### Document
::::
Norway is expensive for just about everything including property and that goes for the South also. Try property hunting in Stavanger and see what prices are like.

Regards, Dave


----------



## Stravinsky

SunnySpain said:


> Norway is expensive for just about everything including property and that goes for the South also. Try property hunting in Stavanger and see what prices are like.
> 
> Regards, Dave


Ive spent some time a long while ago in Bergen and that was financially frightening


----------



## jojo

Well the pounds not looking good this morning!

Jo


----------



## SunnySpain

jojo said:


> Well the pounds not looking good this morning!
> 
> Jo


Yes, its true. However, the dollar lost ground on the Euro and the Pound before bouncing back strong, so I much expect the same or similar to happen with the pound, although not so much against the dollar this time, but against the Euro, which I strongly suspect is the next currency to be hit.

"He who laughs last, laughs loudest"
"the economy / currency to be hit last, will be hit the worst"

Well thats my prediction for today anyway - lol


----------



## jojo

SunnySpain said:


> Yes, its true. However, the dollar lost ground on the Euro and the Pound before bouncing back strong, so I much expect the same or similar to happen with the pound, although not so much against the dollar this time, but against the Euro, which I strongly suspect is the next currency to be hit.
> 
> "He who laughs last, laughs loudest"
> "the economy / currency to be hit last, will be hit the worst"
::::
### Data records
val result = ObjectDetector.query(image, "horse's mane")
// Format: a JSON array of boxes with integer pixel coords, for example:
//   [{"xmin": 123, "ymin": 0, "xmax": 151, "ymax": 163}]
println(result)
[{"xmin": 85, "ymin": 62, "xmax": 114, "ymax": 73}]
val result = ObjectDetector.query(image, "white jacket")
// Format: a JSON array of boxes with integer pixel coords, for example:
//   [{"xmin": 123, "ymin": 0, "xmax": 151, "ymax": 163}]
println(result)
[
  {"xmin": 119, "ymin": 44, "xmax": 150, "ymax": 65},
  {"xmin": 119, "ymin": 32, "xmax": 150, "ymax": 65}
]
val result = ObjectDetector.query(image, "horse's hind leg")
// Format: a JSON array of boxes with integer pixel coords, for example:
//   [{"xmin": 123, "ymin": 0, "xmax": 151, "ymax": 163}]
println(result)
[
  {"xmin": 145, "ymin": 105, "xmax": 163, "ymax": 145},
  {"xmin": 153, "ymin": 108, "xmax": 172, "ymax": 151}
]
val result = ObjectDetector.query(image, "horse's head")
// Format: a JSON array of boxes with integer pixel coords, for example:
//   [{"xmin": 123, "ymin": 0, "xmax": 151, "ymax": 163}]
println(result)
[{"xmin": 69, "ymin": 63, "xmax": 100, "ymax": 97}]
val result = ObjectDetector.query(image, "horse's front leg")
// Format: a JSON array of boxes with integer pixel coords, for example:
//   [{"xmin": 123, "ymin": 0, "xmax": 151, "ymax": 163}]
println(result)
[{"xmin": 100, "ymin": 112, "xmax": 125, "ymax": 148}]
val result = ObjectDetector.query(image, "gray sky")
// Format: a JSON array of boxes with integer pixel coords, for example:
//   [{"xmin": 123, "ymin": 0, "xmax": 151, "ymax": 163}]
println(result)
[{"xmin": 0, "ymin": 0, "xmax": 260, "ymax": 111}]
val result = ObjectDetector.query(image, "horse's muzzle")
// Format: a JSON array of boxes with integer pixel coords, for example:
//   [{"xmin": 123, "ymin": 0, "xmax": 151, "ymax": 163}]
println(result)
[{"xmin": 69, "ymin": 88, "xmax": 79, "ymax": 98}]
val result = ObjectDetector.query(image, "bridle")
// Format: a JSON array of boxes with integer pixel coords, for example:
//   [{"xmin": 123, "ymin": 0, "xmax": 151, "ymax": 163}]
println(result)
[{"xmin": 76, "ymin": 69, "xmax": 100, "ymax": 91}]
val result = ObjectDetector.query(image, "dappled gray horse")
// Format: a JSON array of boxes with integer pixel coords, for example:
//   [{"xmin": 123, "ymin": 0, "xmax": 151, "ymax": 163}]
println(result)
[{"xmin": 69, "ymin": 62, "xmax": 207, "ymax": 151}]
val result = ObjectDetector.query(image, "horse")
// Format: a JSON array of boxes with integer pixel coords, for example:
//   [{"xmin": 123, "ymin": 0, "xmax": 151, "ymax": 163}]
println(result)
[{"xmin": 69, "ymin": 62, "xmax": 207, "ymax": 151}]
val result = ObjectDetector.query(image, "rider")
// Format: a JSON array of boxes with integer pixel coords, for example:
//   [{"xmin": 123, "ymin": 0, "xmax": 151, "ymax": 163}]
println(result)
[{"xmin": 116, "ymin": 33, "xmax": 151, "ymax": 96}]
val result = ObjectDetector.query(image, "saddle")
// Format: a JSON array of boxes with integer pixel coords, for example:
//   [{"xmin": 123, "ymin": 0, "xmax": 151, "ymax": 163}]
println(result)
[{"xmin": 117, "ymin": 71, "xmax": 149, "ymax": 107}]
::::
### Problem statement
Continue the forum thread on Norwegian prices and the falling pound, picking up right after its final line.

### Response below
> 
> Well thats my prediction for today anyway - lol


So whats gonna happen if, as predicted the UK interest rate is lowered????

Jo


----------



## crookesey

jojo said:


> So whats gonna happen if, as predicted the UK interest rate is lowered????
> 
> Jo


If inflation continues to increase it is more likely to go up than down. If however GB instructs them to throw caution to the wind, as happened in the USA months ago with the Fed rate cut to 2%, then we might stand half a chance of coming out of this. Unfortunately the government have squandered the *taxpayers* money, they even flogged off *our * gold reserves at a knock down price of $200 an ounce. I would be very surprised to see more than a 0.25% drop in the BOEBR.

The pound falling sharply comes from the chancellor making a public statement to the effect that the electorate were p----d off with the government and that we were in our worst financial crisis for 60 years. I was 14 months old 60 years ago but know that most folk post war had ****** all to lose, it was a completely different world. So you can thank Mr Darling for making your pounds worth even less against the euro. 

Might I suggest Jo that you pour yourself a large glass of wine and go outside and relax in the late afternoon sun, not forgetting to give Mr Brown and Mr Darling the customary salute?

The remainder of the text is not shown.